=== WHAT TO DO ===
Print the records verbatim, starting with the line that contains "For the shot-chart build, locate every instance of the utility" and running through the final line of the records, both included.
** Begin TASK DATA **
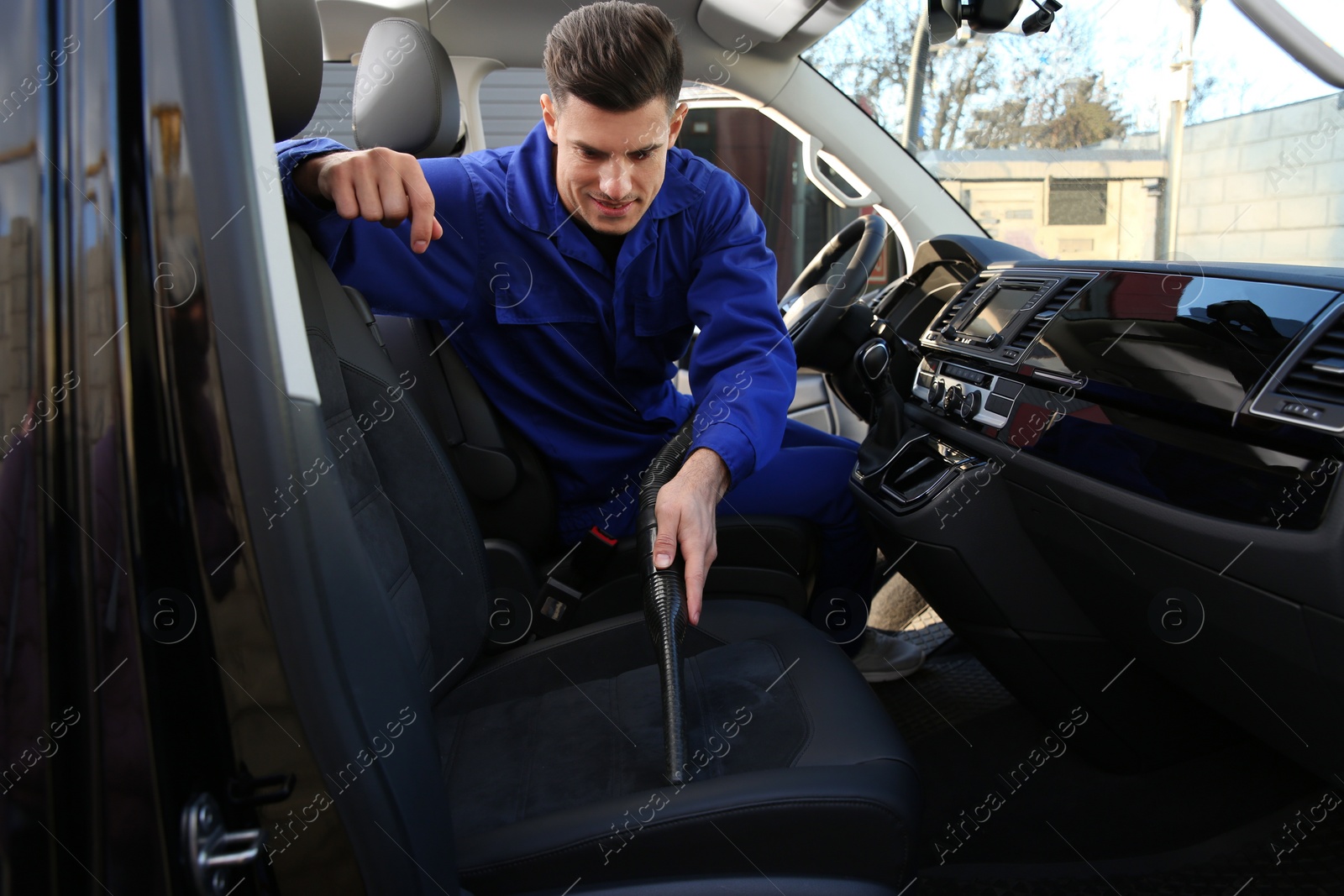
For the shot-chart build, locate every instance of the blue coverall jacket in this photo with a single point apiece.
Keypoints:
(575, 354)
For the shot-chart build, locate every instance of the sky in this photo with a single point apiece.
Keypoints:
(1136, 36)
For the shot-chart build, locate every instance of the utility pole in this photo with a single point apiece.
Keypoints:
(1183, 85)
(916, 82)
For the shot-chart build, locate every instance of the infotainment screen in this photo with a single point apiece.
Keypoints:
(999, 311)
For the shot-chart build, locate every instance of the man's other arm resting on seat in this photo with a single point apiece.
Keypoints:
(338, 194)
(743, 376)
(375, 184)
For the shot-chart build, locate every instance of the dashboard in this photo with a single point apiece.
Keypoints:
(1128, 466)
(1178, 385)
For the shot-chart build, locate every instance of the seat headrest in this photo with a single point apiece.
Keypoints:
** End TASK DATA **
=== RESPONSE TO THE EXERCISE ===
For the shot-chart build, locate every instance of the utility pole in this photo with a single point apiece.
Keypoints:
(1183, 85)
(916, 82)
For the shot-chart build, locate every instance of the infotainment screen in this photo with a single point apiece.
Keypoints:
(999, 311)
For the shot-chart build, locate every instance of the man's other arm resting on seat in this photo with a single point apiece.
Keypoints:
(338, 194)
(743, 376)
(375, 184)
For the shot-chart build, locate every instance of the dashboard in this photo with a single point apiece.
Keypoints:
(1128, 466)
(1178, 385)
For the shot-chart build, locate every instance of the seat headrest in this photo with a single point apiece.
Keypoints:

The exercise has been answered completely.